### Problem details
Reproduce word for word the passage of the text on inflatable wearable architecture starting at "The ‘Living Anywhere’ Man is" and ending at "in Fig. 1.below.".

### Document section
──────

EN

Teresa Almeida – New Spaces for New Bodies – or How to Inflate Your Life – 2004

Artist

First publication in the workshop Space: Science, Technology and the Arts in collaboration with ESA/ESTEC, 2004

I dreamt I was floating…

Ever since I can remember that I have this recurrent dream where I’m flying and, suddenly, I start falling and wake up. This feeling of vertigo is often illustrated by an immense mixture of colors and sounds. This all happens in a matter of a few seconds.

Overview

“An inflatable structure responds to a programme. Its architecture is not a static structure which is calculated to resist to biggest possible forces. The inflatable structure is a lean device which relaxes when external or internal forces are modest, and tightens when the forces are fierce. It acts like a muscle [1].”

My aim is the creation of a wearable architecture as an immersive environment, portable and inflatable, to be experienced in Zero-G. It’s a wearable for the ‘Living Anywhere’ Man. This specific I-Wear would be an artifact of the future moving theatre/cinema.

The ‘Living Anywhere’ Man is a metaphor for the traveler, the urban nomad, the contemporary Man. This 21st century man lead to the urgency of new concepts of ‘place’, such as transit spaces – places of transition, ‘non-places’, like airports and train stations, motorways or even campers and caravan parks. And ‘place’ is referred as the relation between space/time, synergy, form and structure. “nomad incorporates the whole of space under his own skin, because his tent is a house that never interrupts his progress, but on the contrary accompanies it: space is an extension, a prosthesis or vehicle for his own movement [2].” An example of a nomadic structure can be seen in Fig. 1.below.

──────

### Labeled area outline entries
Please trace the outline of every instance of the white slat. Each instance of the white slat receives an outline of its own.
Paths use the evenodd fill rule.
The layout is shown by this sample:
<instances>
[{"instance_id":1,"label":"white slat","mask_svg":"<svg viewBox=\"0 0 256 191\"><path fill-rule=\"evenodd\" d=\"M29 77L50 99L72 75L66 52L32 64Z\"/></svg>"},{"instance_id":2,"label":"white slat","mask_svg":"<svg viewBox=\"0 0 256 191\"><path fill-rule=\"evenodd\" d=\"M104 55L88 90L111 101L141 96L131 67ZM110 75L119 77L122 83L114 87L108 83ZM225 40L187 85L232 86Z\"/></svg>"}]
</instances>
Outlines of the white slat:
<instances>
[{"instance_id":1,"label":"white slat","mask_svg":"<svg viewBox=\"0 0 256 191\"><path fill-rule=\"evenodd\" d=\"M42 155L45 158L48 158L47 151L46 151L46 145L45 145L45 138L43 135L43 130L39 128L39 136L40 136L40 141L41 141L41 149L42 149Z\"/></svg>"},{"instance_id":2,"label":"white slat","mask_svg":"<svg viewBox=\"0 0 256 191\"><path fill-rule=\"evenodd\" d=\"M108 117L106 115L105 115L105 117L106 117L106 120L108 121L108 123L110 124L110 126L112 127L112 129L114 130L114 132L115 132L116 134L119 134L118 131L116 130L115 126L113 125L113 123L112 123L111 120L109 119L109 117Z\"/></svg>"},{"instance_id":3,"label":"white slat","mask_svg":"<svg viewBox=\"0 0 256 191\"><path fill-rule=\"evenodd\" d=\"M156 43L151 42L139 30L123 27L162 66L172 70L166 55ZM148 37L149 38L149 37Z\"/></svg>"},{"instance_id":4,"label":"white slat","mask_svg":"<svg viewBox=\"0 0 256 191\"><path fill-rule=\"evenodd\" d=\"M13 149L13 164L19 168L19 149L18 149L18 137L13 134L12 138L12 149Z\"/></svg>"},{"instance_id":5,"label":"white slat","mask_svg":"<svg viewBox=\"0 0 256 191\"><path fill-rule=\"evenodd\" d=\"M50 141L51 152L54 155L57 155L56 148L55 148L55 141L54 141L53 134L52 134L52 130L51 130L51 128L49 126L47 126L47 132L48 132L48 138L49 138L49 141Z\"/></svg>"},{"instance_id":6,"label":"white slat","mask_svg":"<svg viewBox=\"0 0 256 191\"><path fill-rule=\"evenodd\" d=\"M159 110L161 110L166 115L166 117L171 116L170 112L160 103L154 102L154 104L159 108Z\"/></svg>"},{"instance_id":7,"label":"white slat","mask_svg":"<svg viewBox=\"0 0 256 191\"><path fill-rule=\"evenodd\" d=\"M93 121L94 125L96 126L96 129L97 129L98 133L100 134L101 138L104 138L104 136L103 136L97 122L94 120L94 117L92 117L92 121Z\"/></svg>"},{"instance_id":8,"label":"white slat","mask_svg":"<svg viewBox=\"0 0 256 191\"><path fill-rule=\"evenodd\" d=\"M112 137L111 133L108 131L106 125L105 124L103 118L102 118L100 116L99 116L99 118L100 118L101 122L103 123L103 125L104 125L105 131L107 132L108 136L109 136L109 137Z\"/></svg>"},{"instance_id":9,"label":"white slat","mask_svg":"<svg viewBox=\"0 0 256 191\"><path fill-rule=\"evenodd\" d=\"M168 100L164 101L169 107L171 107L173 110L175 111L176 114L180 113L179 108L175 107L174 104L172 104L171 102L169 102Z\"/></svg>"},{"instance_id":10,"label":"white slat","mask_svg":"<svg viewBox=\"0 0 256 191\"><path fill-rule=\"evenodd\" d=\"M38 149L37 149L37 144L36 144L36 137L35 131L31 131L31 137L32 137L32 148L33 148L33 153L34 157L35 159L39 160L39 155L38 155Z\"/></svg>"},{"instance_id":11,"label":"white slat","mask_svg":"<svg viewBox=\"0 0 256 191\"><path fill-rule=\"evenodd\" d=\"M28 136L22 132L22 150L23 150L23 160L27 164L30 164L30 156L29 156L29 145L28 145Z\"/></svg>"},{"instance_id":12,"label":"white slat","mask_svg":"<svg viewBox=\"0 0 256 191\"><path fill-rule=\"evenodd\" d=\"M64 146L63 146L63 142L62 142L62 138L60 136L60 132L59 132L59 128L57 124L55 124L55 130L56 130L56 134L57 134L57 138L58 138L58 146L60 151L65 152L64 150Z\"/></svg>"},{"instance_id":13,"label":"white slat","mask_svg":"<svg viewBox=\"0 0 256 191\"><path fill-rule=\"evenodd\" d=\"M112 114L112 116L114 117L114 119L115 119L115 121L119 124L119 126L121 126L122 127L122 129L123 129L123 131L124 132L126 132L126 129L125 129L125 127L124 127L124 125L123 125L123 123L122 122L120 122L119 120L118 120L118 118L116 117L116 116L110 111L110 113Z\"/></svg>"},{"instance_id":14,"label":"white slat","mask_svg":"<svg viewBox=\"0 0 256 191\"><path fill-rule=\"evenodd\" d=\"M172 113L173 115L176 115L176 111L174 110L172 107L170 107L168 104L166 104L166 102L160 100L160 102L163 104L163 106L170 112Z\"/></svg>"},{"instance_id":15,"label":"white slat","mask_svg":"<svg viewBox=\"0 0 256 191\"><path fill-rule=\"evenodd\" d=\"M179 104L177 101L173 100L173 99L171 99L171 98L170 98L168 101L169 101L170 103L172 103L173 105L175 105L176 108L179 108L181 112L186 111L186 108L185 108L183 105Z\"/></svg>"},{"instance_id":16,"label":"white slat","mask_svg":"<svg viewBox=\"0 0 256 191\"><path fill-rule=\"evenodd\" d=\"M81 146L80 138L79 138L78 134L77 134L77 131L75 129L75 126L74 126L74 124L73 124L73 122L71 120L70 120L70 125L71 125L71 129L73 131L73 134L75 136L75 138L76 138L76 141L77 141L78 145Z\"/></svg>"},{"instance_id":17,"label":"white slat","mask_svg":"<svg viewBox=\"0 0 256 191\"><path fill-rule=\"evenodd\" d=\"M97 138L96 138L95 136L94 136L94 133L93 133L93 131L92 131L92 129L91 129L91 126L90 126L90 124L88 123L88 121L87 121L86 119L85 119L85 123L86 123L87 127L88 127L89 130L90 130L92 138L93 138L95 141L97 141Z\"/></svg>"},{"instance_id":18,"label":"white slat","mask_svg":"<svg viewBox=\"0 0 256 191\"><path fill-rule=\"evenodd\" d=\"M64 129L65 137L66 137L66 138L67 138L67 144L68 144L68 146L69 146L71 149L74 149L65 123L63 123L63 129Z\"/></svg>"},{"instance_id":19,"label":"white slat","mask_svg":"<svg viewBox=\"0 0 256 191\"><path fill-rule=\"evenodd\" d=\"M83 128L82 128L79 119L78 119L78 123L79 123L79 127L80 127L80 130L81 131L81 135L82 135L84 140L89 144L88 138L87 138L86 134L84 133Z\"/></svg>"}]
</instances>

──────

### Result of this exercise
The ‘Living Anywhere’ Man is a metaphor for the traveler, the urban nomad, the contemporary Man. This 21st century man lead to the urgency of new concepts of ‘place’, such as transit spaces – places of transition, ‘non-places’, like airports and train stations, motorways or even campers and caravan parks. And ‘place’ is referred as the relation between space/time, synergy, form and structure. “nomad incorporates the whole of space under his own skin, because his tent is a house that never interrupts his progress, but on the contrary accompanies it: space is an extension, a prosthesis or vehicle for his own movement [2].” An example of a nomadic structure can be seen in Fig. 1.below.